### Exercise brief:
Whenever a line below holds the word "potted", copy that line.

### Input:
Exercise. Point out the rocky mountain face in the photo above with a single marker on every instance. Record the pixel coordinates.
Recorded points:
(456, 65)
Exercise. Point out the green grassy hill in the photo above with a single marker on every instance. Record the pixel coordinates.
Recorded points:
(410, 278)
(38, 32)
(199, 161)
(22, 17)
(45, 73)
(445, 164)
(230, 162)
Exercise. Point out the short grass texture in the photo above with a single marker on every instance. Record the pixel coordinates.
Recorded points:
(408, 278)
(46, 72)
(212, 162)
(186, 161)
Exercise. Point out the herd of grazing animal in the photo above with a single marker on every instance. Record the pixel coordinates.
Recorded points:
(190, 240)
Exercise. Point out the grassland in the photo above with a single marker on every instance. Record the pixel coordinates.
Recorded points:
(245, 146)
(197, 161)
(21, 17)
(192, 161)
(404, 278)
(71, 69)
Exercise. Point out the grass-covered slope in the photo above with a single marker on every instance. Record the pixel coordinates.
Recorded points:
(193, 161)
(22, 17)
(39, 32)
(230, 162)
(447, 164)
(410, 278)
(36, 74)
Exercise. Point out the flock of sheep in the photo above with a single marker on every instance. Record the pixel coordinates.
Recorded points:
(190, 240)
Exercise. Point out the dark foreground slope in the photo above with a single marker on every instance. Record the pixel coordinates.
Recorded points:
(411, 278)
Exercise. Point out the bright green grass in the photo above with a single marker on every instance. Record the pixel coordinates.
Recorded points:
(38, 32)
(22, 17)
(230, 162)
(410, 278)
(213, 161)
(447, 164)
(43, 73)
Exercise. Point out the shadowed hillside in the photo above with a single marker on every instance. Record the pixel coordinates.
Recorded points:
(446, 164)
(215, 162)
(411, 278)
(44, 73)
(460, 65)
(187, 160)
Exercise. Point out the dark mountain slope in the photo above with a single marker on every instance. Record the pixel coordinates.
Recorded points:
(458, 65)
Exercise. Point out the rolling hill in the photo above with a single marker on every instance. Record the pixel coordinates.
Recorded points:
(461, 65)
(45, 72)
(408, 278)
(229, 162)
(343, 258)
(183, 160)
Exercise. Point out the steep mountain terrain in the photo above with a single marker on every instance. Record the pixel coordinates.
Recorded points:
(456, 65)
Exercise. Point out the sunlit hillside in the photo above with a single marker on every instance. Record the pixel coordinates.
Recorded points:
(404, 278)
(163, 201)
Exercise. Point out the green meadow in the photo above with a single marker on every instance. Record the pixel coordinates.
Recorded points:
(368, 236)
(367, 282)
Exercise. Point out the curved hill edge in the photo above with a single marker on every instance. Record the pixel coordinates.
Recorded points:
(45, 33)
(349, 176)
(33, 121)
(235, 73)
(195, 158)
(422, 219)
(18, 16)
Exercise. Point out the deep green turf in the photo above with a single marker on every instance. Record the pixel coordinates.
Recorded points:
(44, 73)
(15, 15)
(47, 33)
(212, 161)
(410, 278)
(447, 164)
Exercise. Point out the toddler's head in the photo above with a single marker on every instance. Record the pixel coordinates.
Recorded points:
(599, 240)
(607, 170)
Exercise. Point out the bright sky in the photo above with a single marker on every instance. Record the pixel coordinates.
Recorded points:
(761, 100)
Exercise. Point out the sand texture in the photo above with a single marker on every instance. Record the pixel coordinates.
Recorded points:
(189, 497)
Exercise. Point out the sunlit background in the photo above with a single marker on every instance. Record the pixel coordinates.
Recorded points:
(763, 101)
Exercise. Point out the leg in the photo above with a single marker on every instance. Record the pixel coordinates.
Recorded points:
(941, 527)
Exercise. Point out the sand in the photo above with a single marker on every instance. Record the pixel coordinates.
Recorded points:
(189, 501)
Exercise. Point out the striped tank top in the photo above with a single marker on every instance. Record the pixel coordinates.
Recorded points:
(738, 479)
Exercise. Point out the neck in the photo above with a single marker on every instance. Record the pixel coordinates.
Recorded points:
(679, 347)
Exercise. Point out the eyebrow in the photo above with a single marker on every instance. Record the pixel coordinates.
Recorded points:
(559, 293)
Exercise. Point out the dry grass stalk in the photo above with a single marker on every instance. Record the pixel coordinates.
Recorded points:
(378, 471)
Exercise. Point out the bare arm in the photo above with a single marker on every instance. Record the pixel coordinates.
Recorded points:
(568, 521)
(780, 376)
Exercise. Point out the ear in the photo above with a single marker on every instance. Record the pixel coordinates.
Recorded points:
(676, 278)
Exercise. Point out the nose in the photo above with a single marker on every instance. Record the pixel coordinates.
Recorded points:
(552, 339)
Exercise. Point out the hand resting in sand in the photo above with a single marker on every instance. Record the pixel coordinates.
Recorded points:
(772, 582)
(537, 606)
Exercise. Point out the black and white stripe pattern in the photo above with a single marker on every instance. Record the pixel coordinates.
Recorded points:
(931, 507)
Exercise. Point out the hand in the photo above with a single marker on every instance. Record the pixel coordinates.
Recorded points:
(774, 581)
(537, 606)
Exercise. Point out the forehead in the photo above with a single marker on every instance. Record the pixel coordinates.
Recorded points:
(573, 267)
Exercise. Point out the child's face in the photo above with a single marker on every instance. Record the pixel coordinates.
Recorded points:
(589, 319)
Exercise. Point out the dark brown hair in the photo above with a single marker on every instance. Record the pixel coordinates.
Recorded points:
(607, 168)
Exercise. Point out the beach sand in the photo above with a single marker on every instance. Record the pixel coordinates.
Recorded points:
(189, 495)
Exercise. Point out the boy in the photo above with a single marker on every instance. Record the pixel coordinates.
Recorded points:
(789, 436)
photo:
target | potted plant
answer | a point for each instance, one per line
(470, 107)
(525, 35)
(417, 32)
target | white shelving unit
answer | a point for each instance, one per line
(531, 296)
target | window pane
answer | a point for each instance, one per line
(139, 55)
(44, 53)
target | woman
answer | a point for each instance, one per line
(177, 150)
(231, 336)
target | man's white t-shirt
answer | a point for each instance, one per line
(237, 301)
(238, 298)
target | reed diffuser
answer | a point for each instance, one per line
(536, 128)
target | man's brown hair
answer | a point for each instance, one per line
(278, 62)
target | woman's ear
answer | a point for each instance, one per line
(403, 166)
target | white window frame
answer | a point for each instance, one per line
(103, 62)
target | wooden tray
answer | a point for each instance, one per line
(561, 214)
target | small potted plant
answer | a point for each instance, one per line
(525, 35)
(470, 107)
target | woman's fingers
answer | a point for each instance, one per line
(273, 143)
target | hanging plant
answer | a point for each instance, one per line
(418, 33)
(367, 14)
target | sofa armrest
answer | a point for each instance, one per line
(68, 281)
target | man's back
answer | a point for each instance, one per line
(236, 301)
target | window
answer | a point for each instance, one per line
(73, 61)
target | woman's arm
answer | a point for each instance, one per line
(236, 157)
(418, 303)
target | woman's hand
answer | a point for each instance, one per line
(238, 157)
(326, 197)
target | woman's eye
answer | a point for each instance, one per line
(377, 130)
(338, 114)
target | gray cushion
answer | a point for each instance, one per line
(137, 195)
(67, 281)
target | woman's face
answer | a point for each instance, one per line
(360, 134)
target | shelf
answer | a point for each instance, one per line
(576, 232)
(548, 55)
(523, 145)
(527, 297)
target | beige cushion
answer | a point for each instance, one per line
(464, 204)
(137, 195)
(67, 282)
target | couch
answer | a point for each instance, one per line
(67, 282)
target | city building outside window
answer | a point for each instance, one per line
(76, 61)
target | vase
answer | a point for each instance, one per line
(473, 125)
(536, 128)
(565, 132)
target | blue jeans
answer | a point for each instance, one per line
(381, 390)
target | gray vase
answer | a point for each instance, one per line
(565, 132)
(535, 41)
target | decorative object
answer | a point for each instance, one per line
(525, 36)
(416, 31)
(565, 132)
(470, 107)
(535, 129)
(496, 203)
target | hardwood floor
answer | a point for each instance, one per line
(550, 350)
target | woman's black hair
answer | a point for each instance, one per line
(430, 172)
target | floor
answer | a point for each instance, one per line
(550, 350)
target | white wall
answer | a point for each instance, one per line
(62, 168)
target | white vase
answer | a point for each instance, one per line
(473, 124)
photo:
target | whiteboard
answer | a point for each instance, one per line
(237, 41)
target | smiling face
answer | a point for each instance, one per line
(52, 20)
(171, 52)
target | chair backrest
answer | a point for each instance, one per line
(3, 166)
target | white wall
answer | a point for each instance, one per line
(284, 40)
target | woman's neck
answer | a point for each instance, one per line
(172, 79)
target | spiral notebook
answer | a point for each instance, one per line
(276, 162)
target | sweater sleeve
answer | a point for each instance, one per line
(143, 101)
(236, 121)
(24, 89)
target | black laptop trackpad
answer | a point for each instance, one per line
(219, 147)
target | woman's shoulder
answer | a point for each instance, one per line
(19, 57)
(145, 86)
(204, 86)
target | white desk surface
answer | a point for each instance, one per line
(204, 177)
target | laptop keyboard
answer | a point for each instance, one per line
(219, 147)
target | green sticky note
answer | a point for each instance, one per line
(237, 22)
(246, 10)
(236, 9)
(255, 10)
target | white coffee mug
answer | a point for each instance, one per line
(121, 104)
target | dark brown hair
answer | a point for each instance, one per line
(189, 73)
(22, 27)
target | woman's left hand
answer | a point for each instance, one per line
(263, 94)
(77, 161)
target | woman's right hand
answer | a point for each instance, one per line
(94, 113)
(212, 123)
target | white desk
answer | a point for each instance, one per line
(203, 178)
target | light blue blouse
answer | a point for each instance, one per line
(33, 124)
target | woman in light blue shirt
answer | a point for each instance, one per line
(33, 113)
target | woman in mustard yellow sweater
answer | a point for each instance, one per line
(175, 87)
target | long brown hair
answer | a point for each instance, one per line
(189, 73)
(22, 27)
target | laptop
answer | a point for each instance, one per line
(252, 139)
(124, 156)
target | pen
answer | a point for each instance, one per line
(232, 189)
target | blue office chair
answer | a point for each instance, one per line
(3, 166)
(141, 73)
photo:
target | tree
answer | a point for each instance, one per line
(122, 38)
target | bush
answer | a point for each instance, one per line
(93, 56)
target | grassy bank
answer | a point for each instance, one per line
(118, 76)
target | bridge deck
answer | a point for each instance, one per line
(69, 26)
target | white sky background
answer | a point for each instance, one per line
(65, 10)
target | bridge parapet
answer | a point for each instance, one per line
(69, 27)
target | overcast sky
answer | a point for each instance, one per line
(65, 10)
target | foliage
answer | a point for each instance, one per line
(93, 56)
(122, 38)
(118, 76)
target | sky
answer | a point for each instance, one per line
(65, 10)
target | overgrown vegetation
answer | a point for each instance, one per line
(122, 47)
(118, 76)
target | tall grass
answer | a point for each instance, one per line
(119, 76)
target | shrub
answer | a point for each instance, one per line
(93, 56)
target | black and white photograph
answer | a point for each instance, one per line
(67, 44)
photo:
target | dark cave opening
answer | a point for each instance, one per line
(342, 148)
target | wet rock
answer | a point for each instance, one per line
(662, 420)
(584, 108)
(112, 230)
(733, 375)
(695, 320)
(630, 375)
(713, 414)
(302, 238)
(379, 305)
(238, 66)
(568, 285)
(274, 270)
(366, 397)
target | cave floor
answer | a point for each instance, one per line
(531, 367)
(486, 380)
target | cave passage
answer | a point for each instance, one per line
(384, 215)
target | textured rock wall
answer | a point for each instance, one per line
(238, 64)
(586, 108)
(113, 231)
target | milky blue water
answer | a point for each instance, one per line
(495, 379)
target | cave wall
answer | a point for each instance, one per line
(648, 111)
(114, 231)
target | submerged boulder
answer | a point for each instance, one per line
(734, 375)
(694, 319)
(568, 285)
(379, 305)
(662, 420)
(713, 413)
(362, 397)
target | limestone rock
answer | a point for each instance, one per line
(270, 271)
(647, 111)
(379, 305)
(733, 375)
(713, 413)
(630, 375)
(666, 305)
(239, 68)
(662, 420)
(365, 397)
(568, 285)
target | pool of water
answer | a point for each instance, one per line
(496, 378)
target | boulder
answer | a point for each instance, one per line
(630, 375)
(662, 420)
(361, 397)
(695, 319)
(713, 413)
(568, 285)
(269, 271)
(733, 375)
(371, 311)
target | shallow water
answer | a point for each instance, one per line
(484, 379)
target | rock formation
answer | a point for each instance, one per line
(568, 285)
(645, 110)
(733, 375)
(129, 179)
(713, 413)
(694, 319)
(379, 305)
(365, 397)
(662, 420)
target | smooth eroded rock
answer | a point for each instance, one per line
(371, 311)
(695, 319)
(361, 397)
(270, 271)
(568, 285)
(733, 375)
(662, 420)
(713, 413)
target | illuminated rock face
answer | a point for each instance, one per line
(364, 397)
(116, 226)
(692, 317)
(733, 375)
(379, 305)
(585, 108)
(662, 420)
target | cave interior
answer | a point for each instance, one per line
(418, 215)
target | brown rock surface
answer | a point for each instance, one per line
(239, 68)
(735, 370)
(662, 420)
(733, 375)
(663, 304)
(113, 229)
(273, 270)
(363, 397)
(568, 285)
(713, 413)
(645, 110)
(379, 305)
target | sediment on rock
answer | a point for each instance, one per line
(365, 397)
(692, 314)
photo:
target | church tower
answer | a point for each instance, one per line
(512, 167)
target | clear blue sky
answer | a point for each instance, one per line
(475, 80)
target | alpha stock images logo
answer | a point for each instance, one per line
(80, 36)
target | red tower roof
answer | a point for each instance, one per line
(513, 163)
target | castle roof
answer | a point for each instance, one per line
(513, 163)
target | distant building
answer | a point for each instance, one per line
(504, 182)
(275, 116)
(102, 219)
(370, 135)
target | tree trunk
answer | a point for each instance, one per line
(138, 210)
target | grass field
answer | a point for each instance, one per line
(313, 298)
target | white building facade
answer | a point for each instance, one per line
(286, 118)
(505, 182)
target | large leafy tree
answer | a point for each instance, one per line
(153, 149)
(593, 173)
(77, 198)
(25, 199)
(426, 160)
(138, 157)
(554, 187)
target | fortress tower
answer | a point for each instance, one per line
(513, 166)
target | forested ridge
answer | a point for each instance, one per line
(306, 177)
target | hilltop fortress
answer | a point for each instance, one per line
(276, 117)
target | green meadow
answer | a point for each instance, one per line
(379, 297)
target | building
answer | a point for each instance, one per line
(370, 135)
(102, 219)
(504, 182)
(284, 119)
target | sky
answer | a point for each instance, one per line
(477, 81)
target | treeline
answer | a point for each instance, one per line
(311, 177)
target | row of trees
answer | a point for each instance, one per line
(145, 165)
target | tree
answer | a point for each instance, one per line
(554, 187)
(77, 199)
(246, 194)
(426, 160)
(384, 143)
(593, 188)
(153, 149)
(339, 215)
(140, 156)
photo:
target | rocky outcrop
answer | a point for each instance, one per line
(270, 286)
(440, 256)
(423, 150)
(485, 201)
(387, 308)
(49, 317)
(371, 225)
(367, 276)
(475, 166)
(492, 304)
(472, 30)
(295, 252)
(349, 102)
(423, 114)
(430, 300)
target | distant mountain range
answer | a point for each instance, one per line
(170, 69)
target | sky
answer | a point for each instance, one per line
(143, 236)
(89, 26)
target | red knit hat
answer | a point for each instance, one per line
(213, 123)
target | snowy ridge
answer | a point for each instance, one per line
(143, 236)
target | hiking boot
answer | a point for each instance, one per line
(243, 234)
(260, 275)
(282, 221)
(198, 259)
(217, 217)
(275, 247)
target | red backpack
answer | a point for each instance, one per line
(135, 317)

### Completed task:
target | potted plant
target | small potted plant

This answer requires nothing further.